Passage provided
==================================================

There will come a day not much unlike this one. A day where no one will expect its coming yet time will arrive unannounced. That moment when all savings are nil, all plans defunct, all opportunity passed. On what thoughts shall I spend that final second but Christ? As Lot’s wife, herself nameless, will many look back longingly upon spiritual Sodom, finding only allegiance in permanency? Spent for eternity in mid flight toward the light. It was pleasant this day just as I am certain will that one be as well. But that pleasure will be in short measure when compared to Glory’s call. Will there be fuel in your lamp for I cannot give you mine. I pray that we remain ready.
Where is my heart, in truth? Does it lay with riches and glory brought through waiting patiently upon the benevolence of God through Christ? Or have I forgotten what should have been written upon each atrium? God’s laws inscribed internally, guiding the blood throughout my venal architecture, perfectly aligned to righteousness. Will those things tangible and temporary attract me in greater weight than things of substance everlasting? I pray not, but I must even now repent for the envies, longings and irrelevant pursuance of my flesh. I know better but does my faith overwhelm my worldly reason? Or on that day, much like this one will I scream in agony of realization that I’ve missed the boat? Will many join me in anguish, recognizing a fate that was entirely avoidable?

==================================================

Exercise data
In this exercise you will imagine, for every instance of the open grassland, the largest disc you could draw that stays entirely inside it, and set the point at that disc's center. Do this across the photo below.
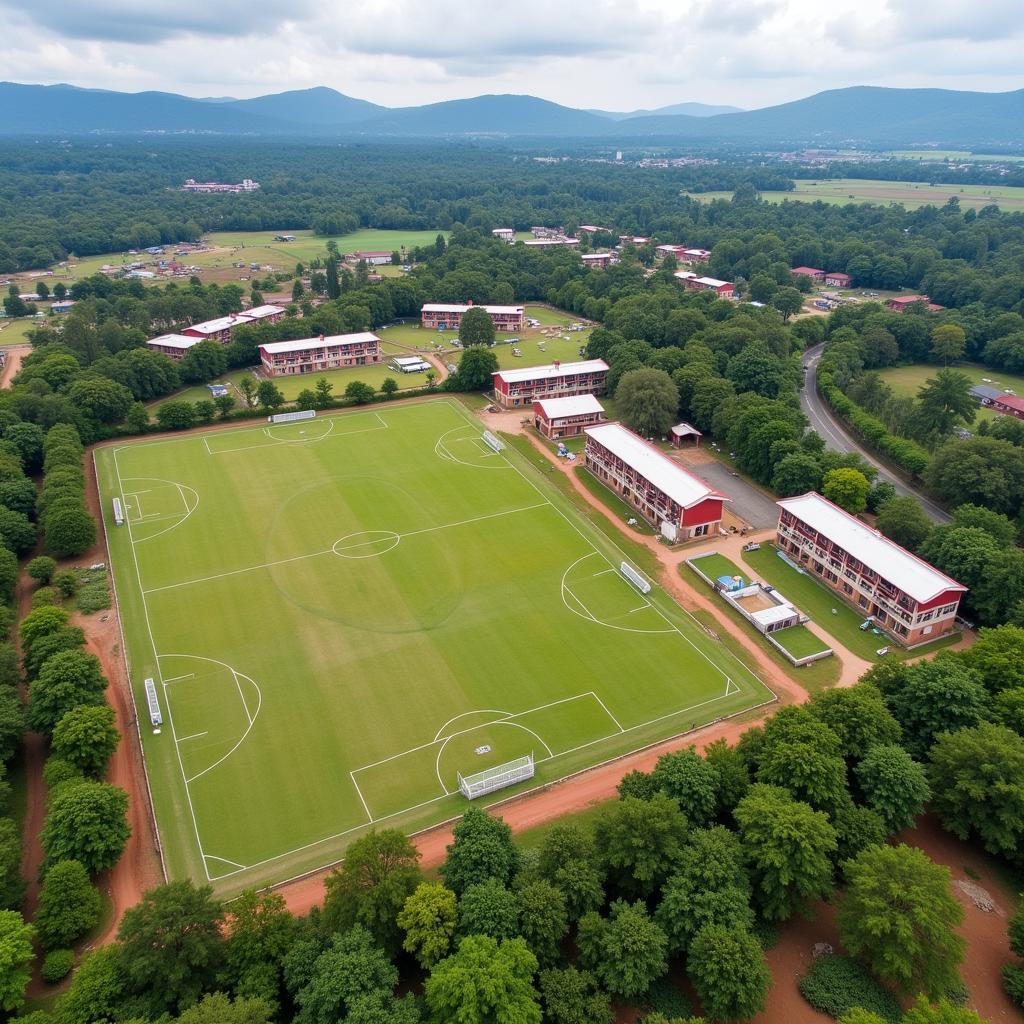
(342, 614)
(842, 192)
(909, 380)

==================================================

Using the information
**1.** In the passage about the final day, who is described as "herself nameless"?
**2.** Reproduce the passage about the final day word for word, starting at "Where is my" and ending at "was entirely avoidable?".

Answer list
**1.** Lot's wife.

**2.**
Where is my heart, in truth? Does it lay with riches and glory brought through waiting patiently upon the benevolence of God through Christ? Or have I forgotten what should have been written upon each atrium? God’s laws inscribed internally, guiding the blood throughout my venal architecture, perfectly aligned to righteousness. Will those things tangible and temporary attract me in greater weight than things of substance everlasting? I pray not, but I must even now repent for the envies, longings and irrelevant pursuance of my flesh. I know better but does my faith overwhelm my worldly reason? Or on that day, much like this one will I scream in agony of realization that I’ve missed the boat? Will many join me in anguish, recognizing a fate that was entirely avoidable?